» **What you will do**:
Answer these questions using the forum post below about the A5 processor and memory design.
(a) In these benchmark load cases, what clock range does the A5 usually run at?
(b) Which chip does the writer not remember hearing about dynamically clocking itself?
(c) For stacked chips, which cost does the post say obviously does not apply?

» **Source**:
Begin
It looks like the A5 can dynamically clock itself, usually between 800MHz - 1GHz in these benchmark load cases.

Is this a feature of the reference Cortex A9 design and/or other Cortex A9 SoC or is this something Apple designed themselves? I don't remember hearing about Tegra 2 dynamically clocking itself or maybe it's just not as aggressive as Apple implements it?
 
I'm wrestling with my ignorance when it comes to these highly integrated devices.
When you widen the memory bus of a laptop and up CPU, you increase pin-out, PCB complexity, and of course you need wider memory devices or more sockets. In short, there is a real price in power draw and cost/complexity.
But what is the case with these stacked chips? Does it alleviate the power draw per pin problem to the point where its not a major problem? Obviously there is no PCB cost, but is the cost of extra interconnects between stacked chips negligeable? I've only really seen concern about the power draw of higher clock speed interfacing between the CPU and memory for SoCs, never anything about bus width.

I'm trying to get a grip on the dynamics of different kinds of memory solutions going forward, and failing.
End
» **Stored rows**:
Begin
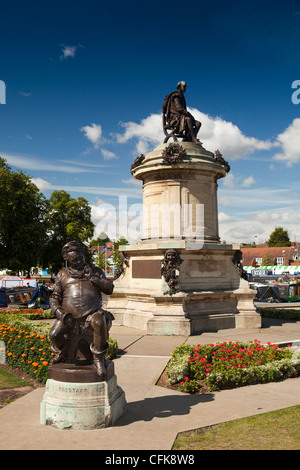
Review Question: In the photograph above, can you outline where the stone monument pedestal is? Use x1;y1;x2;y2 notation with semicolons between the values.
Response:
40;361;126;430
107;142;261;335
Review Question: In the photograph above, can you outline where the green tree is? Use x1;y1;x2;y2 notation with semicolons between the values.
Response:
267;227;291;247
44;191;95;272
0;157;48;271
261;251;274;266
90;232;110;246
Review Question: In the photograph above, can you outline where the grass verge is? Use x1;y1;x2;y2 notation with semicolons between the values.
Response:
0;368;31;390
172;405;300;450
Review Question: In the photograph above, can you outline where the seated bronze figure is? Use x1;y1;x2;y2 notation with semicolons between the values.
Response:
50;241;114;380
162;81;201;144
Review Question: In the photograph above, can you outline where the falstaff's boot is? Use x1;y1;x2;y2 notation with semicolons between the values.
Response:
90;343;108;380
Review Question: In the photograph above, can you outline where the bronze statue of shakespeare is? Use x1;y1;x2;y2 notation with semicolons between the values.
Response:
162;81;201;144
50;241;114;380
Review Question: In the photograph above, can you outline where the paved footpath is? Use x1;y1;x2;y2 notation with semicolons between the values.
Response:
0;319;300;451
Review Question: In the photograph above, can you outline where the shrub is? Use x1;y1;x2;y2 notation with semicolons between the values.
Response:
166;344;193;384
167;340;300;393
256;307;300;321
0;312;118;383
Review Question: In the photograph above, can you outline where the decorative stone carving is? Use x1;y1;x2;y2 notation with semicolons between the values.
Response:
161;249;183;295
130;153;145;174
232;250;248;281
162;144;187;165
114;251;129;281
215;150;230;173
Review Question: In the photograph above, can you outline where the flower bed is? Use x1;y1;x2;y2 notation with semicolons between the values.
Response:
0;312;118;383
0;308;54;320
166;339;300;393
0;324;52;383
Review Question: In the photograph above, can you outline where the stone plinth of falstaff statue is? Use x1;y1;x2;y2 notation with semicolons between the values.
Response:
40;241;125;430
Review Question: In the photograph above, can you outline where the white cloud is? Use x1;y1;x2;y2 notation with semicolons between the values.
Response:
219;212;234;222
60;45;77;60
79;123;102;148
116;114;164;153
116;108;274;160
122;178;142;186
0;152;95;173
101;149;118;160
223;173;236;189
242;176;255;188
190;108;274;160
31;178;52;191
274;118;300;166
End
Begin
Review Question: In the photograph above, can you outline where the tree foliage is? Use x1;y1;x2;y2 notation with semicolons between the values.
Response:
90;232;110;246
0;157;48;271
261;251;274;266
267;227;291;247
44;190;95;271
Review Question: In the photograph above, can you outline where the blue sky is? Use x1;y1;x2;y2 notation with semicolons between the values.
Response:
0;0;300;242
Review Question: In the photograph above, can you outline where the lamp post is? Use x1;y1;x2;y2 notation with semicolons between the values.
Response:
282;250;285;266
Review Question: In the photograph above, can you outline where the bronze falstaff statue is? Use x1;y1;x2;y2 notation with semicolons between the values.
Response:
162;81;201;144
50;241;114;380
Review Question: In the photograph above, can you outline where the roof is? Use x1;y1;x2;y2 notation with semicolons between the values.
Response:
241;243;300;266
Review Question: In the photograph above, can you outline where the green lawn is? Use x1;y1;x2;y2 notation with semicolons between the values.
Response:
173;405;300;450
End
» **Expected output**:
(a) Between 800MHz and 1GHz.
(b) Tegra 2.
(c) PCB cost.